(Position identification records)
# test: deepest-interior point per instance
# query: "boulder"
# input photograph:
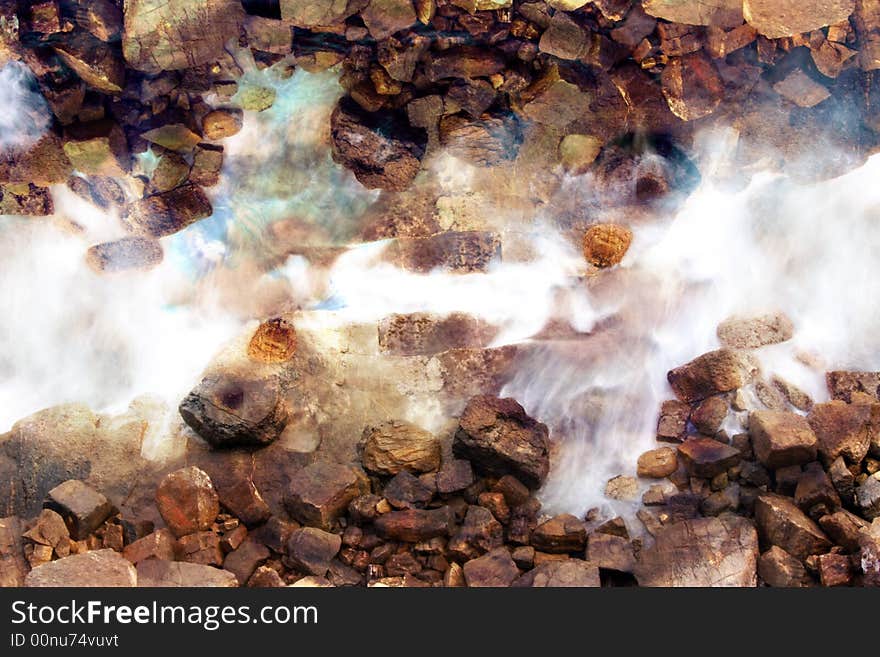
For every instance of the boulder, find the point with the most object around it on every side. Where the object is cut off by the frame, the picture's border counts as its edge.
(101, 568)
(497, 436)
(187, 501)
(780, 438)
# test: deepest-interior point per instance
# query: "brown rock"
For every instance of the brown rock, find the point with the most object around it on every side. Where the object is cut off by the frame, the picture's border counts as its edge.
(497, 436)
(187, 501)
(101, 568)
(781, 523)
(780, 438)
(320, 492)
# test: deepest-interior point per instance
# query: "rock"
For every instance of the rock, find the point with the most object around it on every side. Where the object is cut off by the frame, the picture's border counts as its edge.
(13, 567)
(495, 569)
(454, 475)
(320, 492)
(672, 423)
(101, 568)
(414, 525)
(83, 508)
(166, 574)
(846, 430)
(711, 374)
(164, 36)
(159, 544)
(701, 552)
(167, 213)
(606, 244)
(497, 436)
(777, 567)
(691, 86)
(775, 19)
(781, 523)
(381, 149)
(125, 254)
(310, 550)
(396, 446)
(187, 501)
(705, 457)
(657, 463)
(780, 438)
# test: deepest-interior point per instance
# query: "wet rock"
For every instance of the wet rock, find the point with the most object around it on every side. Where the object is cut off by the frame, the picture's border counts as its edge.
(83, 508)
(497, 436)
(705, 457)
(163, 36)
(781, 439)
(381, 149)
(605, 245)
(495, 569)
(711, 374)
(754, 332)
(778, 568)
(782, 524)
(125, 254)
(397, 446)
(164, 214)
(187, 501)
(774, 19)
(414, 525)
(177, 574)
(701, 552)
(101, 568)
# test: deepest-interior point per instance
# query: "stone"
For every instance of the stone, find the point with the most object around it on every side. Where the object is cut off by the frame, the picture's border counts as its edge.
(711, 374)
(605, 245)
(167, 213)
(701, 552)
(414, 525)
(780, 438)
(397, 446)
(125, 254)
(229, 411)
(310, 550)
(778, 568)
(781, 523)
(187, 501)
(100, 568)
(320, 492)
(83, 508)
(159, 544)
(164, 36)
(454, 475)
(494, 569)
(497, 436)
(844, 430)
(657, 463)
(775, 19)
(178, 574)
(706, 457)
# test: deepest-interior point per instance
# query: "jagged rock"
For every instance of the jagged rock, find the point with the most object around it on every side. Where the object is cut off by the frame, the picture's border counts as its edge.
(784, 18)
(781, 523)
(125, 254)
(228, 411)
(159, 573)
(497, 436)
(395, 446)
(781, 439)
(187, 501)
(320, 492)
(777, 567)
(164, 36)
(701, 552)
(101, 568)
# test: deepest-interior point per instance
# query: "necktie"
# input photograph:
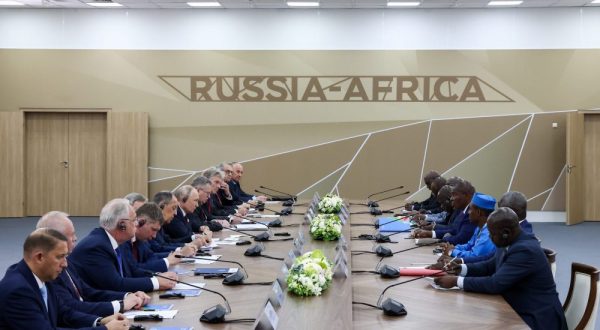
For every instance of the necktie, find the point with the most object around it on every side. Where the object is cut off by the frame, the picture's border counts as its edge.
(119, 261)
(134, 251)
(74, 286)
(44, 293)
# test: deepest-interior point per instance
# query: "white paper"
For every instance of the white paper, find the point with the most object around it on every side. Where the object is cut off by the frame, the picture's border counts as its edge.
(437, 287)
(181, 286)
(165, 314)
(251, 226)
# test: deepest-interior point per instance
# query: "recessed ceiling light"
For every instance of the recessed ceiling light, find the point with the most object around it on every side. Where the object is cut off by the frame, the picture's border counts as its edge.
(204, 4)
(403, 4)
(105, 4)
(504, 3)
(11, 3)
(302, 4)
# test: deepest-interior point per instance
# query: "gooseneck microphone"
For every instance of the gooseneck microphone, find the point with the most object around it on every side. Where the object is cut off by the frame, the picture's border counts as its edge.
(263, 237)
(392, 307)
(371, 203)
(215, 314)
(232, 279)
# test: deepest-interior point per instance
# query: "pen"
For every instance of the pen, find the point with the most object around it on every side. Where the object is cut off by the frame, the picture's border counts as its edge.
(446, 265)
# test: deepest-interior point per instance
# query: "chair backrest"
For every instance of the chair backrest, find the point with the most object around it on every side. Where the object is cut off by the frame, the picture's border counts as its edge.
(551, 255)
(581, 305)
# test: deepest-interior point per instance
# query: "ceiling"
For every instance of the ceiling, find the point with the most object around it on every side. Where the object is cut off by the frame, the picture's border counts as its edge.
(246, 4)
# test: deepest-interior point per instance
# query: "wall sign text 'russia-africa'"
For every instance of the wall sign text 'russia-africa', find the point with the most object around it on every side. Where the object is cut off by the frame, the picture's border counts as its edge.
(335, 89)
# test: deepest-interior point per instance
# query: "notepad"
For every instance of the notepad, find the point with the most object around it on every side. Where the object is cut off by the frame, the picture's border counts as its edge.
(392, 226)
(165, 314)
(212, 271)
(250, 226)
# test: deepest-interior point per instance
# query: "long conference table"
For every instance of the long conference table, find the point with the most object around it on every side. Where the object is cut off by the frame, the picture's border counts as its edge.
(426, 307)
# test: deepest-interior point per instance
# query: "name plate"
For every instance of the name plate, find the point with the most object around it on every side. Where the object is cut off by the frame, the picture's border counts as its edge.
(268, 319)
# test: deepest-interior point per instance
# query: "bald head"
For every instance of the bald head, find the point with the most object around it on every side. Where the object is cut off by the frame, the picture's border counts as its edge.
(516, 201)
(503, 225)
(60, 222)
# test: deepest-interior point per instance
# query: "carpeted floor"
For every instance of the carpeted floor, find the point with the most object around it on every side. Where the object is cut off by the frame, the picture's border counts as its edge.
(572, 243)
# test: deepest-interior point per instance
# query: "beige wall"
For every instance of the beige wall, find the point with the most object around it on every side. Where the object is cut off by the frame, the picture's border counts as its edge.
(358, 147)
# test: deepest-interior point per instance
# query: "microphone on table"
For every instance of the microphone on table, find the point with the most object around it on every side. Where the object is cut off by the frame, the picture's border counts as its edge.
(374, 203)
(256, 251)
(284, 199)
(263, 237)
(232, 279)
(375, 211)
(284, 211)
(215, 314)
(288, 202)
(390, 306)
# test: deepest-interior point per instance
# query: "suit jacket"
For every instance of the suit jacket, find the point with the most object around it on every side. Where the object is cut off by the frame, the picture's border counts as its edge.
(202, 217)
(525, 226)
(522, 275)
(236, 191)
(180, 228)
(97, 264)
(459, 232)
(147, 259)
(95, 302)
(23, 307)
(163, 243)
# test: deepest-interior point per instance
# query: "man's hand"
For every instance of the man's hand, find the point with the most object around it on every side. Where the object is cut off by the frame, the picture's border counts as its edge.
(173, 260)
(115, 321)
(447, 281)
(422, 233)
(132, 301)
(189, 250)
(143, 296)
(223, 223)
(165, 284)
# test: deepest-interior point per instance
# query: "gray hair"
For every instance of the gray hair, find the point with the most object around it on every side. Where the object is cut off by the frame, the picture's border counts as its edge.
(516, 201)
(163, 198)
(183, 193)
(113, 211)
(135, 197)
(200, 181)
(54, 220)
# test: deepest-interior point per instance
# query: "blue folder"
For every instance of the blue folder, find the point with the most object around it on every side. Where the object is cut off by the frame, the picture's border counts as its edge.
(393, 226)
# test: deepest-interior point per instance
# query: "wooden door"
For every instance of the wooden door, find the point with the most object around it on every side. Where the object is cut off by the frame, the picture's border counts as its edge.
(87, 163)
(65, 162)
(591, 166)
(46, 162)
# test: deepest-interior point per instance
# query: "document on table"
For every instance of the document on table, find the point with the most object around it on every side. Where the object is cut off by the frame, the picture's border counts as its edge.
(437, 287)
(251, 226)
(203, 261)
(165, 314)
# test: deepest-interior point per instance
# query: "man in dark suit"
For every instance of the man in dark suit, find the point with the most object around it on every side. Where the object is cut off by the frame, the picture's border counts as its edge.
(77, 294)
(99, 261)
(162, 242)
(137, 252)
(461, 229)
(519, 271)
(202, 215)
(28, 299)
(180, 229)
(236, 188)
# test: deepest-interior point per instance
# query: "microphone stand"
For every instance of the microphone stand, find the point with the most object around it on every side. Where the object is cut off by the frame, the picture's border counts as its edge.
(215, 314)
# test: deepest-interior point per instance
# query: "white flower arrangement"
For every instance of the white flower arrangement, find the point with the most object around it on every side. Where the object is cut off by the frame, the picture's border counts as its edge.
(330, 204)
(327, 227)
(310, 274)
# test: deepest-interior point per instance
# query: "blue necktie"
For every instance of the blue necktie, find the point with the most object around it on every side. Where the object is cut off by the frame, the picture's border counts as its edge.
(44, 293)
(119, 261)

*AIM*
Please report every line in the listing above that contains the string "chair", copying each such line in full. Match case exactly.

*ANSWER TO THE PROBLEM*
# query: "chair backrest"
For every instance of the chair backrest, find the point with the most object around it on every side. Where the object is cut off by the frame, the picture's border counts as its edge.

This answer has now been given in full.